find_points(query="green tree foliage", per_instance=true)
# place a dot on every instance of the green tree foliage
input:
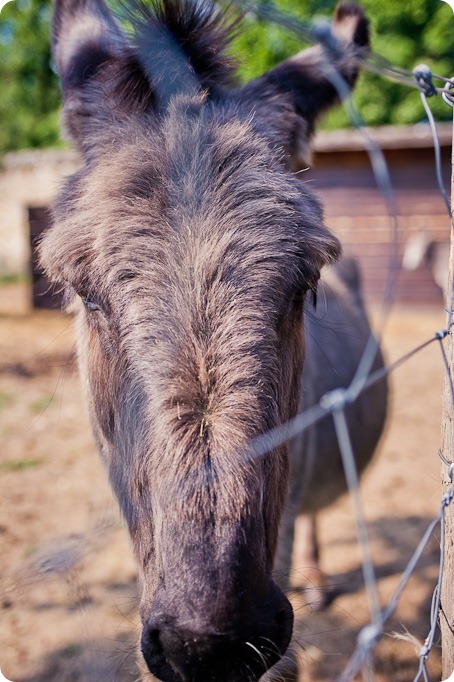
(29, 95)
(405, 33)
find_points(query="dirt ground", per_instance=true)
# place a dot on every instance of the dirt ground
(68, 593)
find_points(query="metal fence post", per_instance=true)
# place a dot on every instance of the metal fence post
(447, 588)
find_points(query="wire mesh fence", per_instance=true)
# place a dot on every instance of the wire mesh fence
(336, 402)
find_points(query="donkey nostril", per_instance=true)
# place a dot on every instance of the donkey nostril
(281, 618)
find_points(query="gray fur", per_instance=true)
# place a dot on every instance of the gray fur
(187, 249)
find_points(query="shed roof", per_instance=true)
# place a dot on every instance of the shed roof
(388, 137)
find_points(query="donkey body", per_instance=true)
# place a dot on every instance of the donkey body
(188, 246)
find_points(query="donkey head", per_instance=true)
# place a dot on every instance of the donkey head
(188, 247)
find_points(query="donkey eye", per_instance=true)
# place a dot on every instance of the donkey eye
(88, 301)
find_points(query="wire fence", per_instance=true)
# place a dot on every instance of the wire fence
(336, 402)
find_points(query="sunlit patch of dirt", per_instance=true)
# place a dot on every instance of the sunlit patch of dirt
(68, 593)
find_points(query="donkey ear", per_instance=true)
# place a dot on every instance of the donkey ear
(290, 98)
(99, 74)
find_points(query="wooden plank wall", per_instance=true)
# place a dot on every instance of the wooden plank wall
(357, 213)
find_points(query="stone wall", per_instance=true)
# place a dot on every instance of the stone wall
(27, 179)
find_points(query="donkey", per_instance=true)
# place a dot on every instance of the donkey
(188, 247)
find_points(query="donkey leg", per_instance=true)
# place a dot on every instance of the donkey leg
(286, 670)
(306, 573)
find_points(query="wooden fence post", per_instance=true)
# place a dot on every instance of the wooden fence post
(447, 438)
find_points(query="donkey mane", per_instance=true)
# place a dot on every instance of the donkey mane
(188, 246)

Brief » Check all the records above and select each line where the string "green" is found.

Response to this exercise »
find_points(query="green tree foliage", per_instance=true)
# place a dot on every instance of the green tree foliage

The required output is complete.